To do ▸ Could you copy the data below word for word, starting with the line that contains "Wildlife-survey input: mark every instance of the stone" and going on through the line that contains "point(28, 195)"?

(Rows from an object-pointing dataset)
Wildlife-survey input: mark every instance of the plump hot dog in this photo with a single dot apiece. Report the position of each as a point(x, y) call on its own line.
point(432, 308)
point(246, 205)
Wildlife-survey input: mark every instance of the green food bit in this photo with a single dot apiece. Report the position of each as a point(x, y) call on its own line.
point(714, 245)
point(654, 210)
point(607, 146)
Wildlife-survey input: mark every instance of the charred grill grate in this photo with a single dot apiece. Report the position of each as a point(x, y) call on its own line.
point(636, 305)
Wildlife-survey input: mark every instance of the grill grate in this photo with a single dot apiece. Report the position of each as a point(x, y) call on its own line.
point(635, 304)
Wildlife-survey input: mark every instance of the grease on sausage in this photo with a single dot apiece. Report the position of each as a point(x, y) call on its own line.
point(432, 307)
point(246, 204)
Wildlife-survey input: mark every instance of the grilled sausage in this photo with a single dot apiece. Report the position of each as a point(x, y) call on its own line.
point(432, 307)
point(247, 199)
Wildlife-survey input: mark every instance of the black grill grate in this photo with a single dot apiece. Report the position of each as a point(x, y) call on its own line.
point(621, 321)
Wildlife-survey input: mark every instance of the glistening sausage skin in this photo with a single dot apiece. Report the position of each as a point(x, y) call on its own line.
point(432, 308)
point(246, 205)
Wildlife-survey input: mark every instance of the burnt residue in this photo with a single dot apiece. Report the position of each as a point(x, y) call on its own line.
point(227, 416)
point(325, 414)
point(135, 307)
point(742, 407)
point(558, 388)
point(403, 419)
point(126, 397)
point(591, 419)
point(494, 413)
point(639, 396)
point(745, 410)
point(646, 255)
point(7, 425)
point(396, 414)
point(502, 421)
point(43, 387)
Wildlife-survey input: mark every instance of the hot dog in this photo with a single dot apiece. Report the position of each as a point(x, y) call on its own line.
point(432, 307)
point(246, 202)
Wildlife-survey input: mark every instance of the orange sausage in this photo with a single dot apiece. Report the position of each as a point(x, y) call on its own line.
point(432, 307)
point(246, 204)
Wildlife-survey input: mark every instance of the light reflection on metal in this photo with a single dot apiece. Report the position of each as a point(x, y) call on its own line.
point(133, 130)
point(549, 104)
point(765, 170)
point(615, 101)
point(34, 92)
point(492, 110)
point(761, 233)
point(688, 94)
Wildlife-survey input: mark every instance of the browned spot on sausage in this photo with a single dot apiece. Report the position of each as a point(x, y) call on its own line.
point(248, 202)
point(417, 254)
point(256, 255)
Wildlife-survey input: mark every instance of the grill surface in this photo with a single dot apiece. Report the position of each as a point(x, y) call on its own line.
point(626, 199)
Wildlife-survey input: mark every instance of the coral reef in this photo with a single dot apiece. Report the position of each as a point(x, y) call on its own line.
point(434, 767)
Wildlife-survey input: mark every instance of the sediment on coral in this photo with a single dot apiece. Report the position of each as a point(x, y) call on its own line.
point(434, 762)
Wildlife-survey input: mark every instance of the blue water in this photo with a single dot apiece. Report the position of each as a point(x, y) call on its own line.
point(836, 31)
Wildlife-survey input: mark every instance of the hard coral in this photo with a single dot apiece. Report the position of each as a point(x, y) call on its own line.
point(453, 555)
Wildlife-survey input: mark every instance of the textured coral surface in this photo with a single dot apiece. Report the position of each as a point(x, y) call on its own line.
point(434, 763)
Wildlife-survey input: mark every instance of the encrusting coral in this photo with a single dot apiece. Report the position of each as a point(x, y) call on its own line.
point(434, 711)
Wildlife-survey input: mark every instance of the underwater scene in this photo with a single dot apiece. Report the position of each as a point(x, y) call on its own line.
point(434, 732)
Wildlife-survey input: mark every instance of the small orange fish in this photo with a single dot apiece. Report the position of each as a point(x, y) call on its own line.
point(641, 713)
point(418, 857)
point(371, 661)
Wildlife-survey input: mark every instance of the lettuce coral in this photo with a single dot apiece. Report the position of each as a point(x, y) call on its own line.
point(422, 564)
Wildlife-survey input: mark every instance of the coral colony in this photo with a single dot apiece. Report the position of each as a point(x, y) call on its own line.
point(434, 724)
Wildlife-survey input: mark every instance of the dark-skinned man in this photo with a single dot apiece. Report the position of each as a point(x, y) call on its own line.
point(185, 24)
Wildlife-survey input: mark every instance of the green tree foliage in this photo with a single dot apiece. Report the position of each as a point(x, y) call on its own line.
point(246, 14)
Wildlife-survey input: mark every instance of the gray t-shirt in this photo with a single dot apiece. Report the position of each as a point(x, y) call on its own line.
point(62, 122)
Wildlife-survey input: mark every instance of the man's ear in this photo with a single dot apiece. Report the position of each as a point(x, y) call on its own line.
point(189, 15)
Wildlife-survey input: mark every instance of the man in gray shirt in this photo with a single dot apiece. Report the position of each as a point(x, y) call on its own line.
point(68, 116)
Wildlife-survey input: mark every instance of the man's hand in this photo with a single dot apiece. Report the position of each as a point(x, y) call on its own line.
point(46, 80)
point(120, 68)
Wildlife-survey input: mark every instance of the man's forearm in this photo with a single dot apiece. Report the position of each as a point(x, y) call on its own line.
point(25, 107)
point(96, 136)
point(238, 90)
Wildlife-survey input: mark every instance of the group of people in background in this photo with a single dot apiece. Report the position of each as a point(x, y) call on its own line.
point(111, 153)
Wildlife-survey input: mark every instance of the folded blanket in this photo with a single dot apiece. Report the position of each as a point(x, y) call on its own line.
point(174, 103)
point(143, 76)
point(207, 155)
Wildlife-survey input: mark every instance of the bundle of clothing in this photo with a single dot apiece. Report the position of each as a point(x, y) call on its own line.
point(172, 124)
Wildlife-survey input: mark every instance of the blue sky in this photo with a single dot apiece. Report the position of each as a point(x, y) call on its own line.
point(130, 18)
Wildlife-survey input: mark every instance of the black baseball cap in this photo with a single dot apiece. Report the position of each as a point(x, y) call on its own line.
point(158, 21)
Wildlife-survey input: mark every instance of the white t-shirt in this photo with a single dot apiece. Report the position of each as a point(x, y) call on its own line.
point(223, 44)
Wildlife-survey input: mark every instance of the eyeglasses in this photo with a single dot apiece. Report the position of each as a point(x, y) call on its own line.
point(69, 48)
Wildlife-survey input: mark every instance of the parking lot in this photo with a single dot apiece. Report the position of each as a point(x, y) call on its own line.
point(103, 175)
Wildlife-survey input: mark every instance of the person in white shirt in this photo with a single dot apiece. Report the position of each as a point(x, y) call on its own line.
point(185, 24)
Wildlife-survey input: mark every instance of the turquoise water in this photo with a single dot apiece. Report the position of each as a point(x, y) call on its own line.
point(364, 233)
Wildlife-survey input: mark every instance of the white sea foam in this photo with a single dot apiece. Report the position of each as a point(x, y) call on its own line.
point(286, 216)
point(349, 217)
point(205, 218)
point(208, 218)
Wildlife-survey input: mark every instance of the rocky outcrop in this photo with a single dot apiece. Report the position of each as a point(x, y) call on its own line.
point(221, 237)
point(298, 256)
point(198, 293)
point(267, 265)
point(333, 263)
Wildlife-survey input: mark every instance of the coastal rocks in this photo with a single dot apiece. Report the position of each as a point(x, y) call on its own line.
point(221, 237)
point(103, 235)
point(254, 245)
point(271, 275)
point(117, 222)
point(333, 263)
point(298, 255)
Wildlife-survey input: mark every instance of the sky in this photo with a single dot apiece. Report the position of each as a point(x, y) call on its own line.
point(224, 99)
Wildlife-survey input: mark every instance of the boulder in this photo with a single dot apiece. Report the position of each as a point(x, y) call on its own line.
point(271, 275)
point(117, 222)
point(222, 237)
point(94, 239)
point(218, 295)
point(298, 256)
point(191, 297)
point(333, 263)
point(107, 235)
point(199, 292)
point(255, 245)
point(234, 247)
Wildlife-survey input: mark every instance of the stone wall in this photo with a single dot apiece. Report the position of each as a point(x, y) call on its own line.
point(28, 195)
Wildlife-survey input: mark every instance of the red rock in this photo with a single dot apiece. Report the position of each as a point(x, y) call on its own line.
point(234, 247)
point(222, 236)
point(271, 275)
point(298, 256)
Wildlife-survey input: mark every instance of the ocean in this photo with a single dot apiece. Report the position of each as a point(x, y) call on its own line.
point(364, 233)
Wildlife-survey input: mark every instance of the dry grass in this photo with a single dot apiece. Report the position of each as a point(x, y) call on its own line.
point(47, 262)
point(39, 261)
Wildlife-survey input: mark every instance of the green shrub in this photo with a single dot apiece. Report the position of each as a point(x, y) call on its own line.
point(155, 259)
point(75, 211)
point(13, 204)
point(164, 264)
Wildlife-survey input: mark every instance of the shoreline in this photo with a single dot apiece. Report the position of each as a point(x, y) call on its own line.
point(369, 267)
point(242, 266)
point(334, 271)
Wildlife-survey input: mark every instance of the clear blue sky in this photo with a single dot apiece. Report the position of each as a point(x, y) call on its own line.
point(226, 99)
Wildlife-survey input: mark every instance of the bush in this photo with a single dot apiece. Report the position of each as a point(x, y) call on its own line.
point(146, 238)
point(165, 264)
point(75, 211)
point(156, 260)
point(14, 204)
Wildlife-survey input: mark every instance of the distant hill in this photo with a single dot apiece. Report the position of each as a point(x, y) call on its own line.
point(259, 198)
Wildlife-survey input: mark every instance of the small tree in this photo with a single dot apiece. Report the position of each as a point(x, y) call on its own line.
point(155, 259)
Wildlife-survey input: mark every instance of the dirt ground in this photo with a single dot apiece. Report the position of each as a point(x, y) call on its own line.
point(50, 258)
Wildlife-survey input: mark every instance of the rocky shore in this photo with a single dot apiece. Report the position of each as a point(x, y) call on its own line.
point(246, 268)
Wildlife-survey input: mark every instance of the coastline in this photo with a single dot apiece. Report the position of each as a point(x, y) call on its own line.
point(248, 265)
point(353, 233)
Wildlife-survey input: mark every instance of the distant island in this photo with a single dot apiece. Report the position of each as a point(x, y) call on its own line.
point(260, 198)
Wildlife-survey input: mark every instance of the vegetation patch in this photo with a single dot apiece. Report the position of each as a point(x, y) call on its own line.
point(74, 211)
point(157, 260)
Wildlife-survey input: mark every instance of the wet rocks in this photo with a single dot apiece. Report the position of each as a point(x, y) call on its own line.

Solution below ▸
Wildlife-survey input: mark every instance of the stone wall in this photo with a single dot apiece. Report the position of each as a point(x, y) call on its own line.
point(28, 195)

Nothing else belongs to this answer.